NATO and Libya – Cultural heritage in times of unrest (Part 2/2)

NATO and Libya – Cultural heritage in times of unrest (Part 2/2)


NATO’s mission in Libya ended last month,
completing one of the most successful air campaigns in the history of the alliance.
The campaign was also successfully carried out without any serious damage to Libya’s
ancient heritage sites. Karl Von Habsburg, President of the ‘Blue
Shield Committee’ in Austria and Dr Joris Kila, teacher at the University of Amsterdam
and Chairman of ‘The International Military Cultural Resources Work Group’ were instrumental
in setting up the ‘No Strike List’ of heritage and cultural sites which should be
avoided during NATO’s air operations. “Of course when we hand this list over we
are not in a position to control whether this list really gets respected and therefore we
think it is all the more important afterwards once the conflict ebbs down a little bit,
to have a look and see how much it was respected and where we can help and where we can do
also our work better.” During the conflict there were allegations
that troops and missiles were being stored in the ancient city of Leptis Magna and that
Qadhafi was using it as an archaeological shield. Even with NATO exercising extreme
caution around such sites, with explosives stored there the risk of a catastrophic accident
was great. Yet today the sites of Leptis Magna and Sabratha have been declared to have survived
the conflict unscathed. Great news for the cultural heritage of Libya and the tourist
industry it hopes to resurrect. “You can see that the people you are meeting
are, well if you can say it in this context they’re happy with the change, of course
what happened during the revolution was extremely painful but they are happy with the change
and they are also happy that their cultural heritage comes now to an new flourish, because
very many parts of it were strongly subdued under the Qadhafi rule and now of course they
are hoping that this wonderful cultural heritage that can be found here in Libya will get a
new role.” In these photos we can see how a communication
station was targeted on top of a hill where an historic roman castle lies. The pictures
show how the target was destroyed causing only minor shrapnel damage to the monument.

▶ _Problem set_:
a. In the piece on Libya's heritage and the NATO campaign, why does the speaker think it matters to check the sites once the conflict ebbs? Answer in one to three sentences.
b. Carry on the piece on Libya's heritage and the NATO campaign from its last sentence.
The items that come after the text play no part in this.

▶ _Provided material_:

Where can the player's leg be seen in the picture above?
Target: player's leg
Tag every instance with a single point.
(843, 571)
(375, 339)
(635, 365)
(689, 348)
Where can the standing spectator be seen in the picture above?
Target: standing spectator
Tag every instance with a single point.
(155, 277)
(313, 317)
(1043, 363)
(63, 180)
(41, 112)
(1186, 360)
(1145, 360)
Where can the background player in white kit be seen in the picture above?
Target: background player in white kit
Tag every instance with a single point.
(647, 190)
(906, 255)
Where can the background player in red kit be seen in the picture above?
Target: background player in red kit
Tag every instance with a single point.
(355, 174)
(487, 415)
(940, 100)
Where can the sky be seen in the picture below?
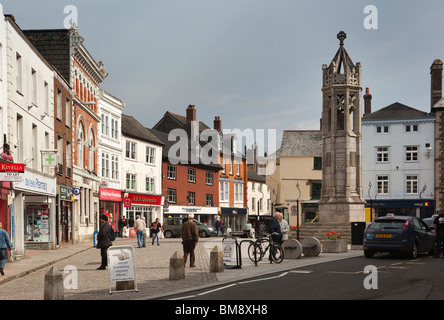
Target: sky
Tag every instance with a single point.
(255, 63)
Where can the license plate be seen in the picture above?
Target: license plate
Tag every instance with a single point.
(384, 235)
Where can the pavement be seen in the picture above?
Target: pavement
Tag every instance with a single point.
(24, 279)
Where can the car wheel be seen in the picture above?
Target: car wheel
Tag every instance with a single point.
(414, 252)
(168, 234)
(368, 254)
(202, 234)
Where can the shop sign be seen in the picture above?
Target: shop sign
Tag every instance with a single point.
(37, 183)
(147, 199)
(65, 193)
(108, 194)
(15, 167)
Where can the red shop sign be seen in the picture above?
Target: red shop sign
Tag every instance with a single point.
(147, 199)
(108, 194)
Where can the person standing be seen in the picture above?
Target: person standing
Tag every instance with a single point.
(5, 243)
(439, 229)
(284, 226)
(104, 241)
(156, 228)
(140, 226)
(122, 223)
(190, 237)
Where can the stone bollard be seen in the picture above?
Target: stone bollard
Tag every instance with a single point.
(54, 289)
(216, 260)
(177, 267)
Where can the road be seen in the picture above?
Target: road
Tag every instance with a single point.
(395, 278)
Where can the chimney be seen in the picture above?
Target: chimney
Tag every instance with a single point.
(191, 114)
(217, 123)
(367, 102)
(436, 82)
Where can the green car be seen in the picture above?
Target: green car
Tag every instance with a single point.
(172, 228)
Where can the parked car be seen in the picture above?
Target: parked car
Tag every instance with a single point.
(398, 234)
(172, 228)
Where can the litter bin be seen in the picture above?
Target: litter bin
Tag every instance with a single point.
(357, 233)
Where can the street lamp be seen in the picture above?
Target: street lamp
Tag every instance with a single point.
(297, 204)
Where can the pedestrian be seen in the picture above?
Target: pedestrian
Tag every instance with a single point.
(190, 237)
(156, 228)
(217, 225)
(140, 226)
(274, 226)
(122, 223)
(284, 226)
(5, 243)
(439, 229)
(104, 241)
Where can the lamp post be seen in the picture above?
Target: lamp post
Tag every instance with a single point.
(297, 204)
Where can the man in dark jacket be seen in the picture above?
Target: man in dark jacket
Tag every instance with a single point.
(190, 237)
(103, 241)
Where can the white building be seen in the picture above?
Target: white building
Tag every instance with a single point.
(141, 172)
(29, 83)
(398, 161)
(110, 156)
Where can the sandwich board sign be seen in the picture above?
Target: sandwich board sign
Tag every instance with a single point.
(122, 268)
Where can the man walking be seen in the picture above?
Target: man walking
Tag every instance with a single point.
(104, 241)
(439, 228)
(190, 237)
(140, 226)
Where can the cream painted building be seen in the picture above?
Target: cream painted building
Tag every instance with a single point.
(297, 176)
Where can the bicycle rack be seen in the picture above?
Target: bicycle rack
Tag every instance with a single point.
(238, 253)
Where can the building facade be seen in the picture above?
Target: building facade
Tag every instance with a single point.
(141, 172)
(110, 156)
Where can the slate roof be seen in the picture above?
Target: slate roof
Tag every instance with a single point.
(396, 111)
(134, 129)
(301, 143)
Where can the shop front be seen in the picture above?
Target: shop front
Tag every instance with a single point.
(110, 204)
(35, 212)
(148, 206)
(206, 215)
(64, 222)
(234, 218)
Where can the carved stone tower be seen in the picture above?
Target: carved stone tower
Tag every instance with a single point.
(342, 194)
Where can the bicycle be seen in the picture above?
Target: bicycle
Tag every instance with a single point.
(256, 250)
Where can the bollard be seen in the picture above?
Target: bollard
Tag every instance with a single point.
(177, 267)
(54, 289)
(216, 260)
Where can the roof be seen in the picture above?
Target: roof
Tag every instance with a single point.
(396, 111)
(134, 129)
(301, 143)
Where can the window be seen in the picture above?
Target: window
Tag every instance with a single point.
(209, 179)
(130, 151)
(191, 198)
(172, 196)
(238, 192)
(131, 181)
(150, 155)
(382, 154)
(381, 129)
(317, 163)
(67, 112)
(412, 184)
(411, 153)
(192, 175)
(224, 192)
(209, 200)
(149, 184)
(171, 173)
(411, 128)
(316, 190)
(383, 184)
(59, 104)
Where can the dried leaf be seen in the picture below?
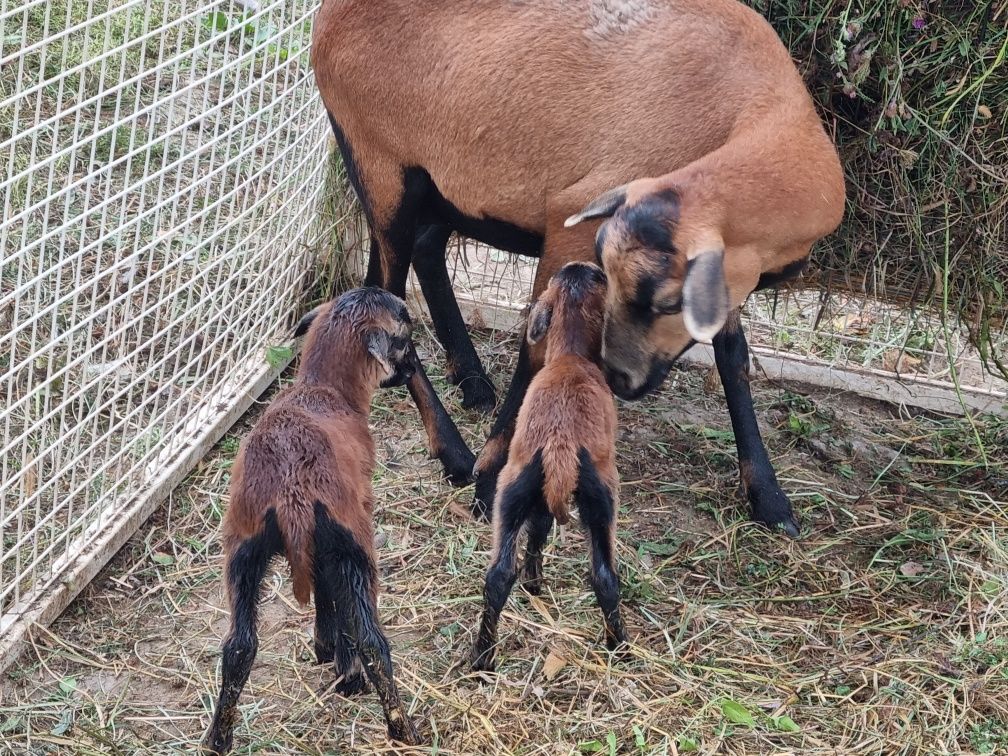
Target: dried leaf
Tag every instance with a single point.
(554, 662)
(736, 713)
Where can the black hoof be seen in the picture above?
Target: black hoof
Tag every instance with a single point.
(218, 743)
(772, 507)
(477, 393)
(325, 653)
(484, 660)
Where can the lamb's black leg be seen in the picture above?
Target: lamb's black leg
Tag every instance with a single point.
(769, 503)
(245, 570)
(540, 521)
(464, 367)
(494, 455)
(597, 504)
(333, 640)
(350, 574)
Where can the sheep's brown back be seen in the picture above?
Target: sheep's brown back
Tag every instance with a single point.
(307, 448)
(568, 407)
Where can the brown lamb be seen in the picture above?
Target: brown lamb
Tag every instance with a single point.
(300, 486)
(562, 449)
(683, 123)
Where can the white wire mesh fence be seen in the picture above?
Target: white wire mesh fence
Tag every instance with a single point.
(159, 158)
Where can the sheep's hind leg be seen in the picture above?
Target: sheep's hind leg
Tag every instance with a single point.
(394, 239)
(245, 570)
(464, 367)
(759, 483)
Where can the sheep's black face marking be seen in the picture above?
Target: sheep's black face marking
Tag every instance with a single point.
(789, 272)
(646, 272)
(650, 222)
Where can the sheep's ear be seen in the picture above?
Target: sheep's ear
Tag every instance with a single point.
(305, 323)
(379, 346)
(705, 295)
(601, 207)
(538, 320)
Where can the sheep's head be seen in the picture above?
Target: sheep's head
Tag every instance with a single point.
(571, 310)
(654, 287)
(365, 326)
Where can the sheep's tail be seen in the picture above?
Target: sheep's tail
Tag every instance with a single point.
(297, 530)
(345, 574)
(559, 468)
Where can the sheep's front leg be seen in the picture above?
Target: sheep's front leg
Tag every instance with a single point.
(759, 483)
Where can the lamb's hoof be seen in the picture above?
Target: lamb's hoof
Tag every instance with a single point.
(771, 506)
(484, 660)
(351, 684)
(217, 743)
(483, 496)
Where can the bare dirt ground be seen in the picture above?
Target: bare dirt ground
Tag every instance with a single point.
(882, 630)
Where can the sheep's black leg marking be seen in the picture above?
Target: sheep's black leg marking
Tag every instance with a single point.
(464, 366)
(596, 504)
(769, 503)
(517, 502)
(444, 439)
(494, 454)
(540, 521)
(332, 641)
(245, 572)
(349, 573)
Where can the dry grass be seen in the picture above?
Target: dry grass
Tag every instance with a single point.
(883, 630)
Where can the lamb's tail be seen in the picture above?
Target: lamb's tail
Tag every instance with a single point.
(296, 521)
(559, 467)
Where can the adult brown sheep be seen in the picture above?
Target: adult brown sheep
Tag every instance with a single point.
(511, 122)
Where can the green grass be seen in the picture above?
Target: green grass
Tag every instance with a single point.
(914, 94)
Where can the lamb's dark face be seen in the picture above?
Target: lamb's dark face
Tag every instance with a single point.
(367, 319)
(657, 300)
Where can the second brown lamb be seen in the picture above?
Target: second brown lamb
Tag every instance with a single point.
(562, 450)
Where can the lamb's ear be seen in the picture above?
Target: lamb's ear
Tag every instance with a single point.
(305, 323)
(379, 346)
(601, 207)
(539, 318)
(705, 295)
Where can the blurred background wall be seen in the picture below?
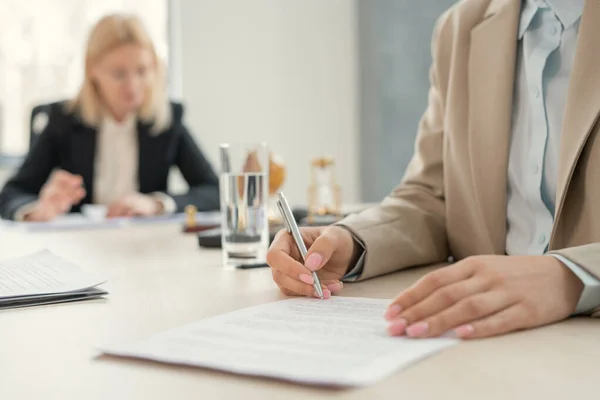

▶ _Activity answers_:
a. When the No Strike List is handed over, those who drew it up are not in a position to control whether it really gets respected. Looking afterwards lets them see how much it was respected, where they can help, and where they can do their work better.

b.
“It seem like our no strike list with cultural sites was very affective because we didn’t
find serious damage with bombardments by NATO on cultural sites.”
“Well our trip has been a great success because we found that people are very much
involved in protecting cultural heritage themselves and although they were not formally trained,
they didn’t have any set contingency planning, they came up with very creative and helpful
solutions so the damage is very limited, so in that perspective it has been a success
to confirm this.” Cooperation between NATO and other key actors
like the UNESCO will be key to ensure the protection of cultural and historical property
in times of unrest, fulfilling international legal obligations.
This is the NATO Channel, reporting from Libya.